*The task:*
Leaving the pictures aside, return the listing exactly as it appears.

*Data for the task:*
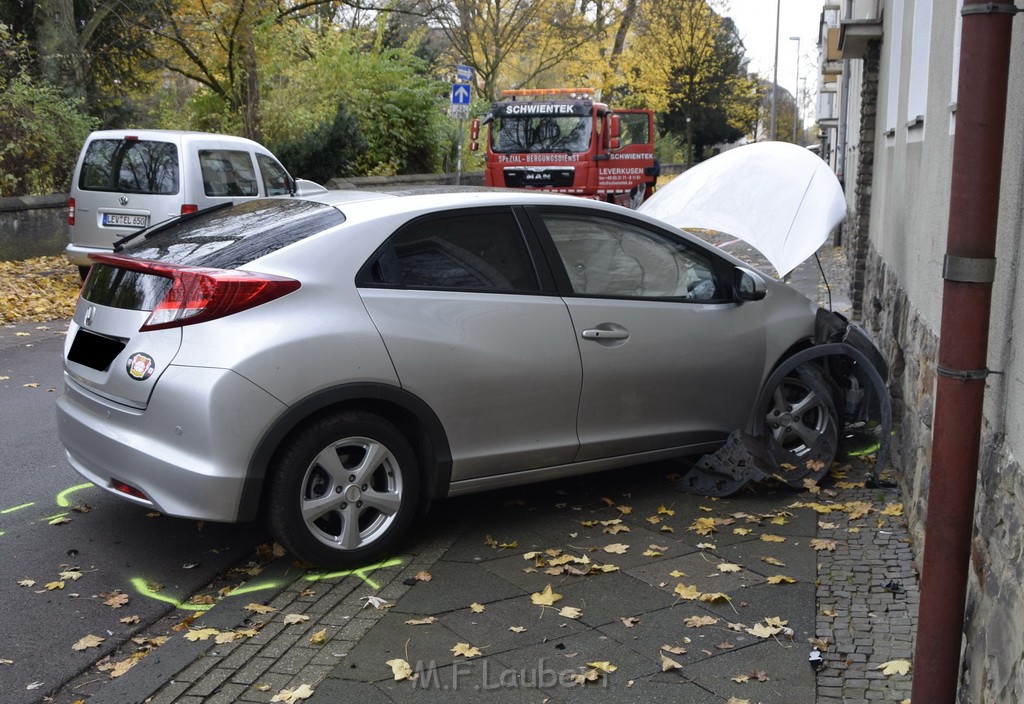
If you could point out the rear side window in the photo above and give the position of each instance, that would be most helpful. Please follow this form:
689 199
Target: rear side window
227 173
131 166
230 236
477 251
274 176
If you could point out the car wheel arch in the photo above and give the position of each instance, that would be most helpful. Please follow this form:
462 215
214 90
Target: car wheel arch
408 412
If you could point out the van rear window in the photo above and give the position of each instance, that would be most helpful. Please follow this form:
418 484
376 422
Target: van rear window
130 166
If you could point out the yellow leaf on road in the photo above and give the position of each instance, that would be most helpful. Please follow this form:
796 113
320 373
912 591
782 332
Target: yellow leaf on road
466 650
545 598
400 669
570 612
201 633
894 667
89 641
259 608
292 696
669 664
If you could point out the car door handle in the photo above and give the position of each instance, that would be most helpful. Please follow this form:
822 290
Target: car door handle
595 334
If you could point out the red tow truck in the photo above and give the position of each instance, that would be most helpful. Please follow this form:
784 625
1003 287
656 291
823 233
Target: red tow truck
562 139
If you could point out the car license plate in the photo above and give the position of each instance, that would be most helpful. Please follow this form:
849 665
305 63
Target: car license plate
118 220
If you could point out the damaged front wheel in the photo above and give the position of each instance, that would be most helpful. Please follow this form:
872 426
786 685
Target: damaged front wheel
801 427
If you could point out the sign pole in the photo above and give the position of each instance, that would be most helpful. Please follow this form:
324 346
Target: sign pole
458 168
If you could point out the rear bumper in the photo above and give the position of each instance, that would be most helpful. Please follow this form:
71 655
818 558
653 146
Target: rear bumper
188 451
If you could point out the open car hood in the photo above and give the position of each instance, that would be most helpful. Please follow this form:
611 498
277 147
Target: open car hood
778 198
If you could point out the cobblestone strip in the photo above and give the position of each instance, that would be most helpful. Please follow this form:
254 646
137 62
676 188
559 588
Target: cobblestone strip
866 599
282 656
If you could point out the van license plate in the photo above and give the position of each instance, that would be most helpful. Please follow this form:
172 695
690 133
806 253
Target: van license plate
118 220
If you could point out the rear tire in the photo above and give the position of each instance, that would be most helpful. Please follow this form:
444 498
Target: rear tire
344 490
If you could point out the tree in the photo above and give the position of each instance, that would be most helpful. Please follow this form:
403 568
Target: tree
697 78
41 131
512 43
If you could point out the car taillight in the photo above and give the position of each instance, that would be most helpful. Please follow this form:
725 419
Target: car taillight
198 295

*Answer below:*
If you could point out the rear side window in the photo above and give the position of each instance, that would be most helpful. Please follow this form:
689 199
Target: rear side window
227 173
131 166
230 236
477 251
274 176
If you could point out the car wheel arch in the photo above and give the position of each instance, that would be most helpful. Please follow this form:
462 215
214 90
Target: car wheel arch
408 412
If you could point out the van rear window in the photo above and give the position of each instance, that would be most helpful. Please follow this form:
418 484
376 422
Target: van rear window
130 166
If you could point out the yellow leaf on road in the photo above and give the position of each instance, that would be most helpful. Please follow this form:
796 113
320 373
912 591
782 332
Target: yellow leaf on road
466 650
545 598
400 669
570 612
201 633
894 667
89 641
259 608
292 696
669 664
If you could point out the car door handle in the photo above and give the position of each instance, that would be most helpful. Please follow this form:
822 290
Target: car door handle
595 334
If you could point out the red tow truck in the photo above and give the position of each instance, that would be most helpful. Please follow this form:
784 625
1003 287
656 291
823 233
Target: red tow truck
562 139
If you could point out the car license plate in the photo above and give the position of each instance, that would be most helpful. Please follow this form:
849 665
305 63
Target: car license plate
118 220
If you could point out the damaged front wheel in the photo above and give the position of each instance, that would be most helpful. Please follow this form:
872 426
786 685
Target: damaged front wheel
801 427
If you could point out the sign pole in the photo above and give the position of each instance, that would be most helpful. Please follow this form:
324 346
Target: sign pole
458 168
If you could point out the rear bumper in the photo above and give the position of each instance, that would be most helpful. Please follow this form:
71 655
818 558
653 146
Target: rear bumper
188 451
If you could point out the open car hood in the photo above and give the position of each instance, that would be most helpful. Please follow this form:
611 498
277 147
Target: open car hood
778 198
If you could point out the cobblestone strip in the photo above and give the position of each instance, that would be most helpful. Please follow this form:
254 646
137 62
676 188
559 588
Target: cobblestone strip
866 599
282 656
If you could point out the van license plate in the photo above and give the position of each instance, that would be most helpful. Please follow this form:
172 695
690 133
806 253
Target: van license plate
118 220
If you could point out the rear tire in the photo above and give the position of each instance, that would be most helpful. Please follow this form:
444 498
Target: rear tire
344 490
If you could point out the tree in the photo above and give the position of each instance, that would be most helpful. Please follow this form:
403 568
Target: tree
697 78
41 131
512 43
If you could point out the car taillight in the photo above and give the position of each instance, that would be most helpful. Please follow this form:
725 419
Target: car taillight
198 295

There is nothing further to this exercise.